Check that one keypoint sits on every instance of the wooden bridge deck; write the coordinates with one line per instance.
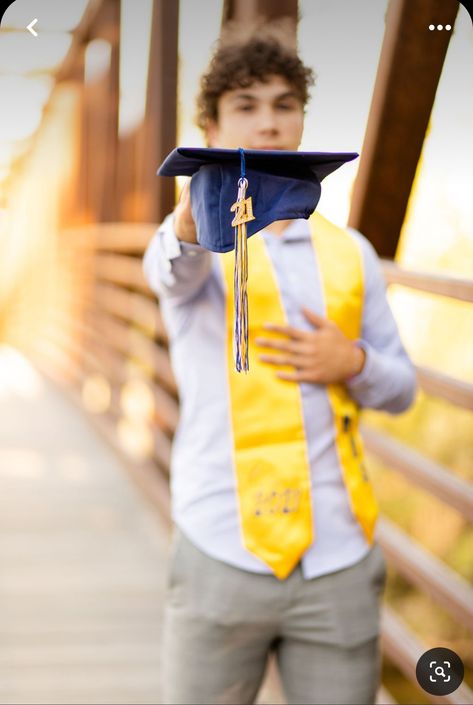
(82, 558)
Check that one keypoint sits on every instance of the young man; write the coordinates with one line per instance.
(227, 606)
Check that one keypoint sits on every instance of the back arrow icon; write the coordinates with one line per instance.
(30, 27)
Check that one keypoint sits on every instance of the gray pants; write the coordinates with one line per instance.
(221, 623)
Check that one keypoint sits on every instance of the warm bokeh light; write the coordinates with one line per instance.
(18, 377)
(96, 394)
(136, 439)
(97, 60)
(23, 100)
(137, 400)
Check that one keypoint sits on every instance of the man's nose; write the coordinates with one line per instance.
(267, 121)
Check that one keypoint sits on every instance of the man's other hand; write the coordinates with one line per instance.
(323, 355)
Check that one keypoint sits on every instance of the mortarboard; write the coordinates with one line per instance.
(281, 185)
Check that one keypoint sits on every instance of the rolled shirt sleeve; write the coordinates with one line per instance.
(175, 269)
(388, 379)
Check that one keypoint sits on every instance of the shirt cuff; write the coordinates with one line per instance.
(359, 380)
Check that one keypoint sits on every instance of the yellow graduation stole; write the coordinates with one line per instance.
(270, 453)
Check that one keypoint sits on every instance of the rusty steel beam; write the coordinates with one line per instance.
(250, 10)
(157, 135)
(409, 70)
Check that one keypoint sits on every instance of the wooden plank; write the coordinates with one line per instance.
(440, 385)
(403, 648)
(427, 572)
(411, 57)
(131, 306)
(134, 343)
(121, 269)
(441, 284)
(425, 473)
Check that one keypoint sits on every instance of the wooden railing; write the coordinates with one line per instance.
(112, 330)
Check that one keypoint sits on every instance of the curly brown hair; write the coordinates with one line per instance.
(243, 57)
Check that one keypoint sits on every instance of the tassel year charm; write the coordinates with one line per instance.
(243, 209)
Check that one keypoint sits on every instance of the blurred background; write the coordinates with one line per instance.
(92, 100)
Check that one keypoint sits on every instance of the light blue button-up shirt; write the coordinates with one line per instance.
(189, 283)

---*---

Please put all of the data above into a JSON list of strings, one string per line, with blank lines and pictures left out.

[
  "Check that one keypoint sits on every instance of the wooden bridge deck; write the coordinates with one line per instance.",
  "(82, 558)",
  "Check that one keypoint sits on every instance of the young man; write the coordinates with one line per instance.",
  "(227, 606)",
  "Check that one keypoint sits on every instance of the back arrow icon; write the coordinates with one line per instance.",
  "(30, 27)",
  "Check that one keypoint sits on every instance of the gray pants; write the coordinates with one line per instance.",
  "(221, 623)",
  "Check that one keypoint sits on every instance of the warm bokeh light; write the coordinates with one line per instance.",
  "(18, 377)",
  "(96, 394)",
  "(136, 439)",
  "(97, 60)",
  "(23, 100)",
  "(137, 400)",
  "Check that one keypoint sits on every instance of the man's nose; write the coordinates with one line per instance.",
  "(267, 121)",
  "Check that one keypoint sits on every instance of the man's other hand; write the coordinates with one line per instance.",
  "(323, 355)",
  "Check that one keypoint sits on every instance of the mortarboard; write the coordinates with one line per instance.",
  "(281, 185)",
  "Check that one keypoint sits on every instance of the rolled shirt sleeve; write the coordinates with one line per instance.",
  "(175, 269)",
  "(388, 379)",
  "Check that one keypoint sits on every instance of the shirt cuff; write the coordinates with one line per instance.",
  "(359, 380)",
  "Check that one keypoint sits on every instance of the yellow graduation stole; write the coordinates with one line per instance.",
  "(270, 453)",
  "Check that one keypoint sits on every instance of the rusty steel beam; write the coordinates with one line per instance.",
  "(250, 10)",
  "(157, 135)",
  "(409, 70)",
  "Check that one keypoint sits on every instance of the wooden plank; write the coordinates with one line per instance.",
  "(440, 385)",
  "(403, 648)",
  "(427, 572)",
  "(411, 57)",
  "(131, 306)",
  "(134, 343)",
  "(121, 269)",
  "(441, 284)",
  "(425, 473)",
  "Check that one keypoint sits on every instance of the wooden railing; write the coordinates with one line per instance.",
  "(112, 330)",
  "Check that one keypoint sits on every instance of the curly brown hair; write the coordinates with one line per instance.",
  "(243, 57)",
  "Check that one keypoint sits on every instance of the tassel year charm; write the coordinates with one line per instance.",
  "(243, 209)",
  "Check that one keypoint sits on every instance of the blurred background; write the coordinates with one line per instance.",
  "(92, 100)",
  "Check that one keypoint sits on every instance of the light blue button-up shirt; write the coordinates with one line per instance.",
  "(189, 283)"
]